* _EXERCISE_: Everything from the line holding "Target: car tire" through the last line of the listing needs to be repeated exactly, with no other lines.

::::

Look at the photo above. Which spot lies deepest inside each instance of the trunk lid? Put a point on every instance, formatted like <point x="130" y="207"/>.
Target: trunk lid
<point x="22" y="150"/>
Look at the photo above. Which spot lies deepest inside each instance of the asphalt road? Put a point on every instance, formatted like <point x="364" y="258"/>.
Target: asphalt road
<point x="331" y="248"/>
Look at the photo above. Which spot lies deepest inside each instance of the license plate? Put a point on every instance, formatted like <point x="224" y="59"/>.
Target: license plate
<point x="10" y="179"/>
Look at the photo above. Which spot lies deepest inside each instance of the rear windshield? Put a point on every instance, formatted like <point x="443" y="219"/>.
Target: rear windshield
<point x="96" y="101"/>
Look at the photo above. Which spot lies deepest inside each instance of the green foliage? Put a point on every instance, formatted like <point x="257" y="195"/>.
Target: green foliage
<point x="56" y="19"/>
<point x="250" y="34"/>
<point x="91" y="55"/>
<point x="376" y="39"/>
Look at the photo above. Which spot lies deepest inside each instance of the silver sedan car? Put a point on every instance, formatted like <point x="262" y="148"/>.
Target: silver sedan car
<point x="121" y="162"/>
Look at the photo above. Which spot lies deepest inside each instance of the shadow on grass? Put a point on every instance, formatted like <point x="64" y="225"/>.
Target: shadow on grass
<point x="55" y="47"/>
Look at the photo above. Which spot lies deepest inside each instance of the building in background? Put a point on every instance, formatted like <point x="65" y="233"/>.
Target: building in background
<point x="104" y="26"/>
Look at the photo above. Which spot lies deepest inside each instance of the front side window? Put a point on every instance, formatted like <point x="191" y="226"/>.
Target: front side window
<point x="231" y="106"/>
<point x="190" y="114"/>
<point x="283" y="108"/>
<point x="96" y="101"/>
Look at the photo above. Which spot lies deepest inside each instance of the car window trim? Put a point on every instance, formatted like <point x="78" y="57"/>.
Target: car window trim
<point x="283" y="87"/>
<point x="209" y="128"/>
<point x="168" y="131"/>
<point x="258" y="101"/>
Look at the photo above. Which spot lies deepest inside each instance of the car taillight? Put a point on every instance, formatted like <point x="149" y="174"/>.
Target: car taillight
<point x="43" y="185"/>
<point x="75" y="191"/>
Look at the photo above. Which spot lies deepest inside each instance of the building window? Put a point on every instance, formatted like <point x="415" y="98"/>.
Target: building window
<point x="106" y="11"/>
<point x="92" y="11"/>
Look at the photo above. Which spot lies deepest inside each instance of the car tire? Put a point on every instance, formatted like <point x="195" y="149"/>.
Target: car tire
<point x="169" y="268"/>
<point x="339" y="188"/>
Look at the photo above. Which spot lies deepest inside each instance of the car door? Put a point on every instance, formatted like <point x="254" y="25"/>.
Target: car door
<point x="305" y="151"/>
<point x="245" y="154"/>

::::

* _WRITTEN SOLUTION_:
Target: car tire
<point x="169" y="268"/>
<point x="339" y="188"/>
Look at the photo above. Which spot lies deepest inside each instance of the car door? Put a point on every instance, formatted like <point x="254" y="25"/>.
Target: car door
<point x="305" y="151"/>
<point x="245" y="154"/>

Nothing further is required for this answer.